TASK GOAL
The response should contain only those lines of the entries below that include the string "rock".

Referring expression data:
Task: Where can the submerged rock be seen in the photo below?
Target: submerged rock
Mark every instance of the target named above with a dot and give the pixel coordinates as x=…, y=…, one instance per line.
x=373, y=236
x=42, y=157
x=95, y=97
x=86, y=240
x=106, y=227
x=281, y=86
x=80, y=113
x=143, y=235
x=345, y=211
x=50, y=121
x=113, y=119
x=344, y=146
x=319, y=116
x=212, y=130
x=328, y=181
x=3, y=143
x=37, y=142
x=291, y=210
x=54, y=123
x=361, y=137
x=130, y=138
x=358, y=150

ANSWER SECTION
Task: Where can the submerged rock be seen in the photo below?
Target: submerged rock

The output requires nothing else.